+++ SUPPLIED RECORDS +++

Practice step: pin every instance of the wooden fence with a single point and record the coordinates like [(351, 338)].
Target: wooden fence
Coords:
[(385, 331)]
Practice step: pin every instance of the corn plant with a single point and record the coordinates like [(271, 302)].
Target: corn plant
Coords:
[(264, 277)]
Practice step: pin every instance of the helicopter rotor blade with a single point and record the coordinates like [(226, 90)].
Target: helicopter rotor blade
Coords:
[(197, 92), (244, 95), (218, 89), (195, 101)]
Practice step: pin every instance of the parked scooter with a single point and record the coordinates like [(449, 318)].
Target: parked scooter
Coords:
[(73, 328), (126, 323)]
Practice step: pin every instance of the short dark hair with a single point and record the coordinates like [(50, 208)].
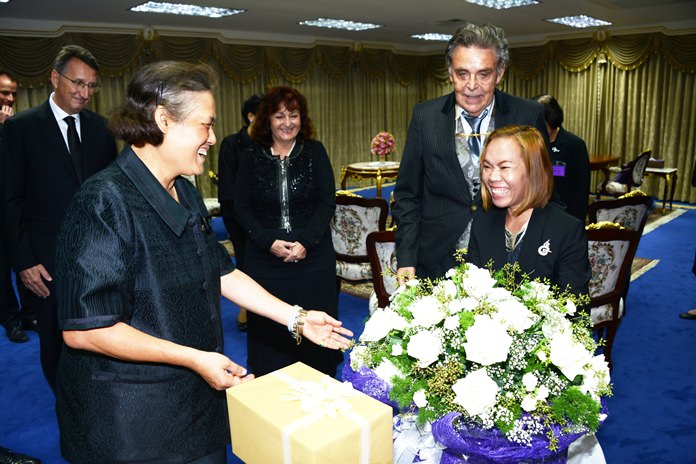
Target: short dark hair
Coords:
[(553, 113), (480, 36), (536, 161), (250, 106), (293, 100), (69, 52), (7, 73), (164, 83)]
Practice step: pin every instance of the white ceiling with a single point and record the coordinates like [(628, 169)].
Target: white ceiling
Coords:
[(276, 21)]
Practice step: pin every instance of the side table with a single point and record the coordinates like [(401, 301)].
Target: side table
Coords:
[(378, 170)]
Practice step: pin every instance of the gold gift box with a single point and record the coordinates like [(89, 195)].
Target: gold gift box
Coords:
[(269, 428)]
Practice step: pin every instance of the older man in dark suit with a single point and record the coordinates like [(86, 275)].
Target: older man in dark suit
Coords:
[(438, 190), (47, 152)]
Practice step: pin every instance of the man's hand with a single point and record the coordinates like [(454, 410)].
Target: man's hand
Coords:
[(5, 113), (404, 274), (33, 278)]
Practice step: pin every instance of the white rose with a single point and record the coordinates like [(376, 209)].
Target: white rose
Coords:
[(514, 314), (596, 373), (529, 403), (420, 399), (398, 290), (487, 341), (539, 291), (477, 282), (357, 357), (381, 323), (570, 308), (476, 392), (529, 380), (555, 323), (448, 287), (424, 346), (568, 355), (387, 371), (426, 312), (469, 303), (452, 323)]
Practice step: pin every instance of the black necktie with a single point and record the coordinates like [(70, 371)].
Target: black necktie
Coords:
[(74, 146), (475, 138)]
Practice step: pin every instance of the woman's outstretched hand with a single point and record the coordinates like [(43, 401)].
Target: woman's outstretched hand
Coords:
[(218, 370), (324, 330)]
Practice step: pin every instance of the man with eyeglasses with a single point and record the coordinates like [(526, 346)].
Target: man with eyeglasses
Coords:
[(438, 190), (47, 152), (10, 316)]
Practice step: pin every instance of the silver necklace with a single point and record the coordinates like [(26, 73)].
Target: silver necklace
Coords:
[(289, 151)]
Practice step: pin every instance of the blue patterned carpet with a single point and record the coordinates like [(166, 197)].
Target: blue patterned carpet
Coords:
[(651, 414)]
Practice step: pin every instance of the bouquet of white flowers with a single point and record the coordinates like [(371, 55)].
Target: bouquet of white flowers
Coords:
[(496, 357)]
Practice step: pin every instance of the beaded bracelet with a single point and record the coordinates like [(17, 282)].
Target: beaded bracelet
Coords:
[(296, 322)]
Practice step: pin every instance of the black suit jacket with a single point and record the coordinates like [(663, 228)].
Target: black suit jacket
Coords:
[(433, 204), (39, 179), (564, 235), (573, 188)]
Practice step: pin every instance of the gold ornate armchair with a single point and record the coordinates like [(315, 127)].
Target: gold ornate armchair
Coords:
[(354, 219), (381, 249), (630, 211), (630, 175), (611, 250)]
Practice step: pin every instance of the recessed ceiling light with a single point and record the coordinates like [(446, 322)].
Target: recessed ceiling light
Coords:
[(579, 21), (184, 9), (503, 4), (433, 36), (339, 24)]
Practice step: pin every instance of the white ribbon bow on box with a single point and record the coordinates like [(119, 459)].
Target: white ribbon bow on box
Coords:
[(326, 397), (411, 440), (318, 399)]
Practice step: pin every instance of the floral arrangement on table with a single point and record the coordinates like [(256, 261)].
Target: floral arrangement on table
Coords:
[(497, 367), (383, 145)]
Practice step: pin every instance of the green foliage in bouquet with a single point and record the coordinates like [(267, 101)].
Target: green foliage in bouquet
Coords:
[(496, 347)]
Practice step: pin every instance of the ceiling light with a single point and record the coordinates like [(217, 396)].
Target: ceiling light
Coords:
[(339, 24), (579, 21), (503, 4), (183, 9), (433, 36)]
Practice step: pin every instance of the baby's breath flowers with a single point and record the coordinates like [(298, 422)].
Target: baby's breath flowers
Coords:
[(499, 350)]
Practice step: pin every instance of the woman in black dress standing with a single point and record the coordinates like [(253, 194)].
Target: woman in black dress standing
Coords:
[(284, 201)]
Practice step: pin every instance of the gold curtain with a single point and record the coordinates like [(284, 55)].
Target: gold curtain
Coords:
[(621, 94)]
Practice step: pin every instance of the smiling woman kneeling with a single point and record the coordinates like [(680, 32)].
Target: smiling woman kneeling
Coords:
[(521, 225)]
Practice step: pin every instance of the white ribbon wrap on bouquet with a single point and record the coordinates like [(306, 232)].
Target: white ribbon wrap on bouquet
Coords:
[(411, 440), (317, 400)]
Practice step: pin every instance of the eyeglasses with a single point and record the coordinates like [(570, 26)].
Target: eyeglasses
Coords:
[(79, 83)]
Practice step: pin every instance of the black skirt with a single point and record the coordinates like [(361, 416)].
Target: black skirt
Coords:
[(310, 283)]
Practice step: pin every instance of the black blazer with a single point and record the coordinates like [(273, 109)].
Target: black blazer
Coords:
[(39, 180), (574, 187), (433, 204), (550, 227)]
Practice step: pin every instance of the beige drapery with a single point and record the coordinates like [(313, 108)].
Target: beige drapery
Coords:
[(620, 93)]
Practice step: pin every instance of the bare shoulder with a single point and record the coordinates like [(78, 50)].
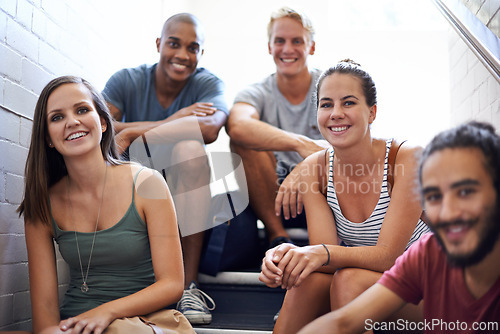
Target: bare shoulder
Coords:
[(149, 183)]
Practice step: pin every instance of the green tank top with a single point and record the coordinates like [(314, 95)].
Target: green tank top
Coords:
[(121, 262)]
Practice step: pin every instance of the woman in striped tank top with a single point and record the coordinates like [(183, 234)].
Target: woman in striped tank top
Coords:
[(348, 204)]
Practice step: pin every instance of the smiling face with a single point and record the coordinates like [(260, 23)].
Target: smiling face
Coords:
[(460, 201), (180, 48), (73, 124), (343, 114), (290, 45)]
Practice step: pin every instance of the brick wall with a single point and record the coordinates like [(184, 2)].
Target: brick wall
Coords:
[(41, 39), (475, 93)]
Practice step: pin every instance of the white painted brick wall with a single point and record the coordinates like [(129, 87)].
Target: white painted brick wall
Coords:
[(41, 39)]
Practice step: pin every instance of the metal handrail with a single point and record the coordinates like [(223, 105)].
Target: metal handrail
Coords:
[(476, 35)]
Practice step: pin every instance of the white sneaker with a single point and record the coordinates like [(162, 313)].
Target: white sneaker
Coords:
[(193, 305)]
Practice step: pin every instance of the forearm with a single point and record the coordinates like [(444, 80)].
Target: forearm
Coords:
[(137, 127), (374, 258)]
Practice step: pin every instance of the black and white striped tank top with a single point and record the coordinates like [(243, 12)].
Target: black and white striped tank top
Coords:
[(365, 233)]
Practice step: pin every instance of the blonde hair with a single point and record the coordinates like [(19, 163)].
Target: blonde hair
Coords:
[(293, 14)]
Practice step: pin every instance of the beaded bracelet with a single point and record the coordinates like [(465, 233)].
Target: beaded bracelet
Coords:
[(327, 252)]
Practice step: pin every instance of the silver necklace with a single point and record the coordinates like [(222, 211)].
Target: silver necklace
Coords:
[(84, 287)]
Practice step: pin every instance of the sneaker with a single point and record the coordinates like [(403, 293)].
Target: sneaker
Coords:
[(193, 305)]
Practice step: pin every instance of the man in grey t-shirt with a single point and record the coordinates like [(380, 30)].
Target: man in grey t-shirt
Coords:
[(272, 124)]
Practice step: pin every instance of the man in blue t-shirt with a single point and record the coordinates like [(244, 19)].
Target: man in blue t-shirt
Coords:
[(177, 102)]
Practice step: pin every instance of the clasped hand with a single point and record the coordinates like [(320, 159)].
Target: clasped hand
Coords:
[(288, 265)]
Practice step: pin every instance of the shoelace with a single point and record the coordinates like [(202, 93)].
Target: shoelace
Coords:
[(196, 299)]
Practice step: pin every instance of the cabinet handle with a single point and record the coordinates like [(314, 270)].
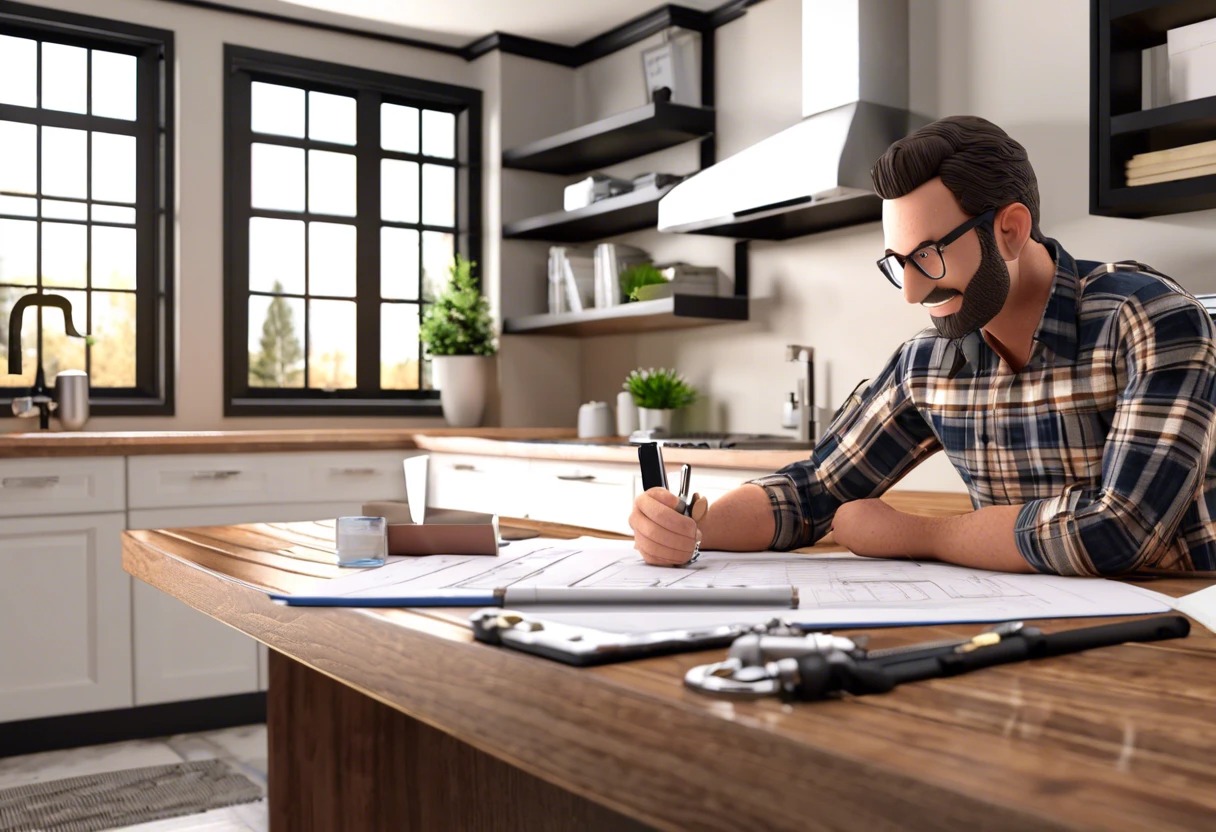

+++

#### WORK TO BE COMPLETED:
Take the lines above from the one containing "Practice step: pin every instance of the man with" down to the one containing "Practice step: pin every instance of the bouquet", and transcribe them exactly, both ends included.

#### RESULT OF THIS EXERCISE:
Practice step: pin every instance of the man with eyeglasses with a single point and record the coordinates like [(526, 346)].
Target: man with eyeglasses
Coords:
[(438, 190), (47, 152), (10, 316)]
Practice step: pin every instance of the silver necklace with a single point and record the coordinates like [(26, 73)].
Target: silver necklace
Coords:
[(289, 151)]
Practice step: pin every instance of the blue patterned carpet with a single point and record the coordinates like [(166, 197)].
Target: blue patterned carpet
Coords:
[(651, 414)]
Practice step: pin every instance of the bouquet of white flowers with a single point and record the coordinates like [(371, 55)].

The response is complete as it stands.